YOUR ASSIGNMENT:
Please tally the lines of the listing that hold the string "foliage", and reply with that total only.
'''
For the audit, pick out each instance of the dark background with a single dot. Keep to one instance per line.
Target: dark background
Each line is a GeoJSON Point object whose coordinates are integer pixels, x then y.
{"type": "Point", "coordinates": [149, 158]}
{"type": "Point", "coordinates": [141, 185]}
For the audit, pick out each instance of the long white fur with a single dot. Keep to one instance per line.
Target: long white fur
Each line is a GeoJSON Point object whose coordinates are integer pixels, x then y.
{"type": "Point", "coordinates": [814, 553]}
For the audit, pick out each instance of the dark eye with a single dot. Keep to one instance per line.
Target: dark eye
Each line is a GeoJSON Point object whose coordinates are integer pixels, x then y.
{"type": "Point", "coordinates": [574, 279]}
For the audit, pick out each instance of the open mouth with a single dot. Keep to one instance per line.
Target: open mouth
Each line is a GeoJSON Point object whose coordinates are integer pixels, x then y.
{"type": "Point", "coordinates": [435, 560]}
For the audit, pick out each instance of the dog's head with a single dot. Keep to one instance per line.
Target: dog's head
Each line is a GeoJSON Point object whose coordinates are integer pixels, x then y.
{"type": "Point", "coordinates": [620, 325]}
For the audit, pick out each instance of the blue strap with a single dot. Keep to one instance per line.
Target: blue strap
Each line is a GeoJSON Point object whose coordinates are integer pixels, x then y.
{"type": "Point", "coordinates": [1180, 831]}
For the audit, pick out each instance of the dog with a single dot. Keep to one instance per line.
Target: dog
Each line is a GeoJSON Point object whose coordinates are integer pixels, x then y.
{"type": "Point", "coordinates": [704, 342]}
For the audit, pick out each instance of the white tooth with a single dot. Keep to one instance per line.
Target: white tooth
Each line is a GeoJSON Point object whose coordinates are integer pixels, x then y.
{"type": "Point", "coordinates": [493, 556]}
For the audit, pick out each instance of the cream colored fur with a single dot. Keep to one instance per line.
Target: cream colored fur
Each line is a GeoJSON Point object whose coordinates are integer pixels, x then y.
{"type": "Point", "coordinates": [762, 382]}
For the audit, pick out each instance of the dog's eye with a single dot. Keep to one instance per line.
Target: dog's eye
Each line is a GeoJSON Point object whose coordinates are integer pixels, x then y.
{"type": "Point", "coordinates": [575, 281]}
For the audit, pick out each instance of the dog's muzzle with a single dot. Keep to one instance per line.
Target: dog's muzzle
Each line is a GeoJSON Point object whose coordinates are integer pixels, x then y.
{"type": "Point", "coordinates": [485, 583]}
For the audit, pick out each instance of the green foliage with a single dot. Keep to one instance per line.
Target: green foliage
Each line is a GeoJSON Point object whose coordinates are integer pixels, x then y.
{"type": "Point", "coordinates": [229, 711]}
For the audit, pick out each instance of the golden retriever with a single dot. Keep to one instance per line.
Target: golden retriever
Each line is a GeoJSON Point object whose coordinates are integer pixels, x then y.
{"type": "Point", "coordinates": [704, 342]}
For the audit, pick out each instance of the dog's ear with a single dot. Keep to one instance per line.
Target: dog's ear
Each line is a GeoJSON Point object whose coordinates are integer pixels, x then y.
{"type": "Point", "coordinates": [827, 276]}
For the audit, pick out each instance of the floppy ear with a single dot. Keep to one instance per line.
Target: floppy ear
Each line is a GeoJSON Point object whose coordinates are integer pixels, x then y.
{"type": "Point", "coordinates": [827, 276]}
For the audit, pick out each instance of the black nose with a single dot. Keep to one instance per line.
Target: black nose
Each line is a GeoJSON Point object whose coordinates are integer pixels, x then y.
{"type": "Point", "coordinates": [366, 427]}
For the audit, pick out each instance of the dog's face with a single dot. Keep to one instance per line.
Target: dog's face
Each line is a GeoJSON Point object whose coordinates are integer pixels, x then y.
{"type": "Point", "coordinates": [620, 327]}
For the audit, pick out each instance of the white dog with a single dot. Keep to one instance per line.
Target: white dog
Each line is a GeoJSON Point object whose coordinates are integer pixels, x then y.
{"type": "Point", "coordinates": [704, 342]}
'''
'''
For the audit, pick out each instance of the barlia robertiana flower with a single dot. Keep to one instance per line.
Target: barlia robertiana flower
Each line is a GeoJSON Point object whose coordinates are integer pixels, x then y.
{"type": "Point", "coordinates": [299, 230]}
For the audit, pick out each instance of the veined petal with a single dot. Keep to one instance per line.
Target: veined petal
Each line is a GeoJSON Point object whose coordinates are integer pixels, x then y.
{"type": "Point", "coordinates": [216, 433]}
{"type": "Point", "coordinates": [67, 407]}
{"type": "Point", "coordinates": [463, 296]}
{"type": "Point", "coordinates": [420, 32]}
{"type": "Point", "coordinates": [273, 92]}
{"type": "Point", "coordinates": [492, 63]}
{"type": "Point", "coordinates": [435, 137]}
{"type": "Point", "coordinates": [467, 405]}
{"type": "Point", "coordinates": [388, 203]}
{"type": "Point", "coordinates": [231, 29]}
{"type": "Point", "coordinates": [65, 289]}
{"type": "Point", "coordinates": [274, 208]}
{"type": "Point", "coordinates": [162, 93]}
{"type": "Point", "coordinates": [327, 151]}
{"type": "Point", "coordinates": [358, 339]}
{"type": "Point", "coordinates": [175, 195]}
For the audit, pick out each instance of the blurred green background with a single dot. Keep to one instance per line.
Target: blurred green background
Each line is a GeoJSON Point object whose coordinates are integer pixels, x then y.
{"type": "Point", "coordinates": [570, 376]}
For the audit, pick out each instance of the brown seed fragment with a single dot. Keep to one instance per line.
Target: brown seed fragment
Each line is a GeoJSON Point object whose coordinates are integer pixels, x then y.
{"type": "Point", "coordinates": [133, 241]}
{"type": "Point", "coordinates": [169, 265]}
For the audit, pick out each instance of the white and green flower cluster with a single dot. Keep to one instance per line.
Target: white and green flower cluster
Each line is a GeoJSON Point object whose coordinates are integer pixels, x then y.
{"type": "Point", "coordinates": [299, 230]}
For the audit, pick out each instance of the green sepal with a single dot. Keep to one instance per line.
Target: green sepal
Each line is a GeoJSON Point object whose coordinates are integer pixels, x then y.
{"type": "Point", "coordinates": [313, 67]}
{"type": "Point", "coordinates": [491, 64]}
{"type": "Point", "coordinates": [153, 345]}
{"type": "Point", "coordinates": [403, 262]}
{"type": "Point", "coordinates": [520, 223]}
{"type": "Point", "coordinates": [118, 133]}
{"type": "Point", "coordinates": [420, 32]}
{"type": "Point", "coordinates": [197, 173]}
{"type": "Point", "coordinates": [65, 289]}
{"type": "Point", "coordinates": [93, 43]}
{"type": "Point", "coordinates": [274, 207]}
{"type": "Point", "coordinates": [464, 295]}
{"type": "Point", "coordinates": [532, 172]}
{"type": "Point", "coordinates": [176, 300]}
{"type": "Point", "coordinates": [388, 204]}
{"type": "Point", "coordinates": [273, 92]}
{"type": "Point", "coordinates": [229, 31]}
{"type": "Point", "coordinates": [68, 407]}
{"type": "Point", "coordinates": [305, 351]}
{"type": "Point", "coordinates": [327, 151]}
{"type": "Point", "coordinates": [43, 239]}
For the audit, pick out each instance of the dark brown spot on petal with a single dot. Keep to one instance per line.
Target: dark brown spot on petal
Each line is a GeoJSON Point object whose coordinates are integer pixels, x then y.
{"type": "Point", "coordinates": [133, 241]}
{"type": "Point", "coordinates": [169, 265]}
'''
EXPECTED OUTPUT:
2